◆ Problem requirements: Rewrite the records from the line containing "Where can the cloud" through the end of the records, including both ends and keeping every request line unchanged. In the answers only, multiply each x and y coordinate by 1.45 and round to the nearest whole number, with halves rounded up.

Dataset records
-*-*-
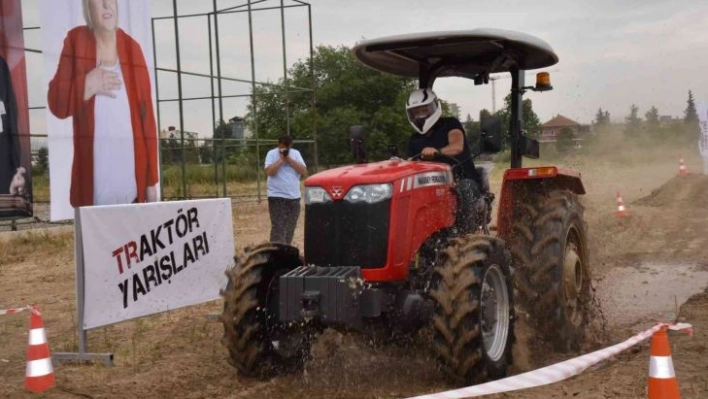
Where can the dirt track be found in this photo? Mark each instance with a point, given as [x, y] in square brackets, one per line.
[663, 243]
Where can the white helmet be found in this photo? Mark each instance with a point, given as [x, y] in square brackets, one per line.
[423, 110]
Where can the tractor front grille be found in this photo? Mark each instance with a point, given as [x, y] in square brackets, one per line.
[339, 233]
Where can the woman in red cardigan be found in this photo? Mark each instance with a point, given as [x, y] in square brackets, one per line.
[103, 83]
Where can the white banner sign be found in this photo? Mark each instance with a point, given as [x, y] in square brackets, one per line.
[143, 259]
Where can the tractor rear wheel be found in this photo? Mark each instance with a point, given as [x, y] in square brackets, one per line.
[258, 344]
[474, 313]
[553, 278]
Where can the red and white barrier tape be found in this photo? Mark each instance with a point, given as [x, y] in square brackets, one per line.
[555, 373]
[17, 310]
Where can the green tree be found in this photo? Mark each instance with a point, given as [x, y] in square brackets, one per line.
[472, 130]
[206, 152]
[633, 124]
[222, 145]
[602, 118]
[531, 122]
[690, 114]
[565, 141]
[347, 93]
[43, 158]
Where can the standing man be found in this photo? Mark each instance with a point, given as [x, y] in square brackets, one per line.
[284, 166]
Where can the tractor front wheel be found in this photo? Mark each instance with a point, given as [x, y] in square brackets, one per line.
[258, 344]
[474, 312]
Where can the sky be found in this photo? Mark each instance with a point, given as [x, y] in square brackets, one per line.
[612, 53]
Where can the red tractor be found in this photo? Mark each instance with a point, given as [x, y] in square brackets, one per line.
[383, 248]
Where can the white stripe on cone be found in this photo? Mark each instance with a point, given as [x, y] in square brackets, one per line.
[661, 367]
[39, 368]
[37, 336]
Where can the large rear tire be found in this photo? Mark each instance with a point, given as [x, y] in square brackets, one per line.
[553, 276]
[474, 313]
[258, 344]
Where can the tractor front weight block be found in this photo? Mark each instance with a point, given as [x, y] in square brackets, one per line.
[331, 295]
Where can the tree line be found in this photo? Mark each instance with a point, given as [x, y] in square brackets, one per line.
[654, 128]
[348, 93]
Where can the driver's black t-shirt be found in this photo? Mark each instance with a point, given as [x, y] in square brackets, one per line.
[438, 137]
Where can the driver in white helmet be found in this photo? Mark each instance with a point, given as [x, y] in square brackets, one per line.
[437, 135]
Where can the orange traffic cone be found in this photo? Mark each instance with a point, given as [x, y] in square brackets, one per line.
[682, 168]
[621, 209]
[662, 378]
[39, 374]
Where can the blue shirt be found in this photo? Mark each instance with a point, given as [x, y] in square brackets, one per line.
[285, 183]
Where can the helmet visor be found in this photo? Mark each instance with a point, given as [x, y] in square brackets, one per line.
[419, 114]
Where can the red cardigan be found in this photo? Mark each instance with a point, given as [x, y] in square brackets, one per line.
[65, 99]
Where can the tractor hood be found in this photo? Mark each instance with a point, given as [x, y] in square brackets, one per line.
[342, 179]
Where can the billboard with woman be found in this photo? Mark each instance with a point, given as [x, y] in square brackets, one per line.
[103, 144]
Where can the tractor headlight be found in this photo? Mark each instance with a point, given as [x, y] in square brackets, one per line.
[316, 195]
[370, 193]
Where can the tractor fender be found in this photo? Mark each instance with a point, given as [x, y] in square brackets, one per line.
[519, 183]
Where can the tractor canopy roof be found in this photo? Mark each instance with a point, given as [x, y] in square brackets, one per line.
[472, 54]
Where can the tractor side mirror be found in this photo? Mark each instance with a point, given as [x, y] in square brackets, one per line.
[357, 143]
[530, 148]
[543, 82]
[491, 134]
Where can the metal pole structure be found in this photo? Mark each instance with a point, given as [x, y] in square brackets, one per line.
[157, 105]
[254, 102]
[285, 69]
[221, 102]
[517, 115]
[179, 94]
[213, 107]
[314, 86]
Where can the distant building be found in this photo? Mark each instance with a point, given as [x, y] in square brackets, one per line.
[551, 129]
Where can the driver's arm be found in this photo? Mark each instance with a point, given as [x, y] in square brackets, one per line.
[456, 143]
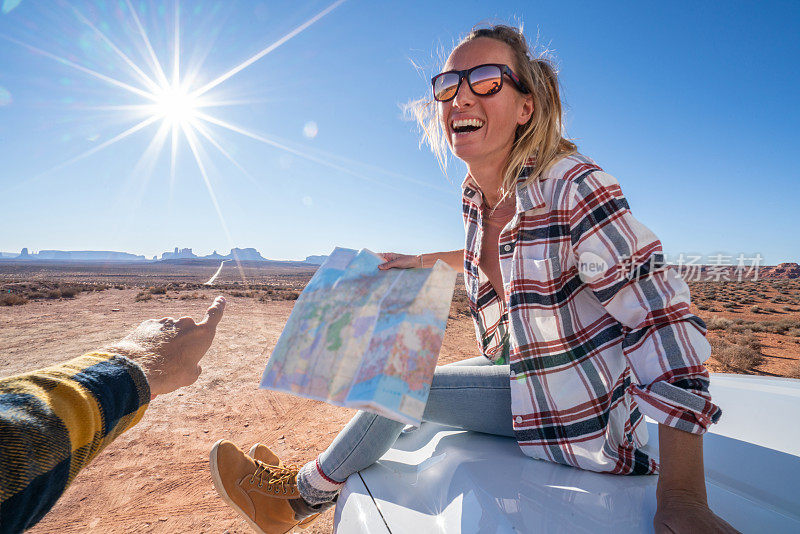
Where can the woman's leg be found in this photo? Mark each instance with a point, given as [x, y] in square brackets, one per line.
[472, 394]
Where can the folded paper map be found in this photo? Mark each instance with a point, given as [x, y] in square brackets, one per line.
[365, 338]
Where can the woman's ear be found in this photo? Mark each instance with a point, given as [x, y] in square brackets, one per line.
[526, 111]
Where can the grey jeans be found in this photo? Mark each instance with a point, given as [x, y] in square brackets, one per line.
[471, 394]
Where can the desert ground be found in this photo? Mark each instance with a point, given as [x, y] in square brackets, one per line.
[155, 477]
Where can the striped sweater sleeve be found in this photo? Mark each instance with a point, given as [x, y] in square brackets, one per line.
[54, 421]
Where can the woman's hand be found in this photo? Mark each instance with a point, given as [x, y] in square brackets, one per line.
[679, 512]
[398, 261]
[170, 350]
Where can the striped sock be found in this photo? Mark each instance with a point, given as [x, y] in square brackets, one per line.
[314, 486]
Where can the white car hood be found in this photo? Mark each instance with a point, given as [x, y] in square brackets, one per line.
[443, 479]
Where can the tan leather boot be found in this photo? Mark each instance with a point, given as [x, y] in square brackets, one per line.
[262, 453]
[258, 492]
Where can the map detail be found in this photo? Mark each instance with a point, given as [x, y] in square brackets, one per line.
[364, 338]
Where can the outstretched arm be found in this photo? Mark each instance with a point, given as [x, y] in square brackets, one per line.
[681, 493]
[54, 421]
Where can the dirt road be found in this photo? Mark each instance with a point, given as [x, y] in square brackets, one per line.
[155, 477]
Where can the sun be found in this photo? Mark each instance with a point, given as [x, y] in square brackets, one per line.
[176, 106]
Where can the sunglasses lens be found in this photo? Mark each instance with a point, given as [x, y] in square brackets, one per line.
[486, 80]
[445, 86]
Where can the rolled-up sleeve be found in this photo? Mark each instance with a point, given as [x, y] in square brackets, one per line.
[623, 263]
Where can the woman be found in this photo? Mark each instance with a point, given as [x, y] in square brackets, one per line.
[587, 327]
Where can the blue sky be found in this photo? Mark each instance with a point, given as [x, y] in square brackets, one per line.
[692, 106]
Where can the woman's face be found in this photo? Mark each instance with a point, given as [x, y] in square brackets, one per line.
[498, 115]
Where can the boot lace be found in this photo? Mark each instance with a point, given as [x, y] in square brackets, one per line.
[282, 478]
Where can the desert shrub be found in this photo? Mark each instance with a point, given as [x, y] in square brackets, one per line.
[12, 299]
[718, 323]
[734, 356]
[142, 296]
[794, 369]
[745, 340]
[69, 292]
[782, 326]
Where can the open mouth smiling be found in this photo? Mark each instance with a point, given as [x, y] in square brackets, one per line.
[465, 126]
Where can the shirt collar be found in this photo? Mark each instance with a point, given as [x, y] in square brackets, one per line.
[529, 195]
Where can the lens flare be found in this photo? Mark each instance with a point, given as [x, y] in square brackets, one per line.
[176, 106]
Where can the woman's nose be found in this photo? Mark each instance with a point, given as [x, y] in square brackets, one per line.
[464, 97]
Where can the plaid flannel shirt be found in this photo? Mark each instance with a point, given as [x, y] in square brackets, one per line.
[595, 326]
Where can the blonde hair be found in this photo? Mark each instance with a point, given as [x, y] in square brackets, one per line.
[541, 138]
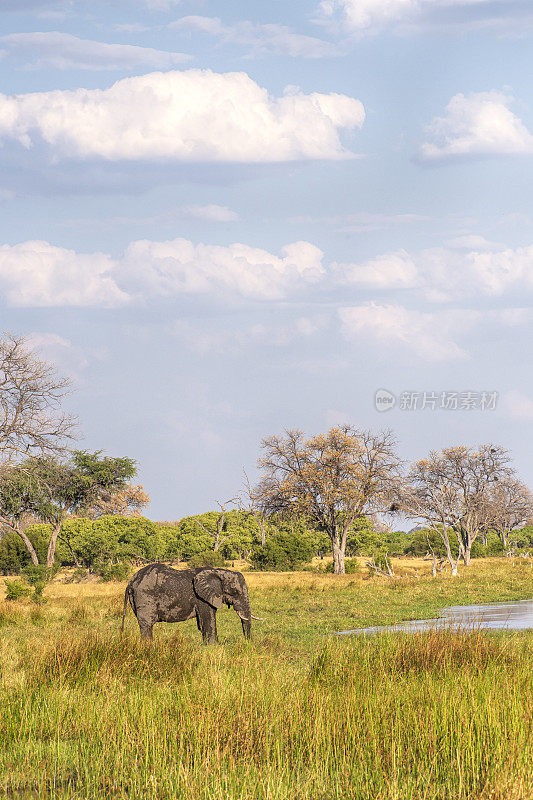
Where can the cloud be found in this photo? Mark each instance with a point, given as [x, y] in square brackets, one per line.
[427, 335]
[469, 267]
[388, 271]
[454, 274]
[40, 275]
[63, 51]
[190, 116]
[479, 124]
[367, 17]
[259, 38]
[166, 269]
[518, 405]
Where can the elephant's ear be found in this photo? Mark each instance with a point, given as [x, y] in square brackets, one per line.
-*-*-
◆ Problem solution:
Where can the cloud be found in this photo? Mark each instance with a point, given as [x, y] in square brackets, one per line.
[619, 486]
[680, 387]
[563, 393]
[658, 397]
[58, 399]
[91, 74]
[276, 168]
[695, 180]
[532, 25]
[376, 55]
[241, 390]
[751, 587]
Where can the elephant's ear be found in this photo? Mark each instance with a point, given as [x, y] in square brackets, one per line.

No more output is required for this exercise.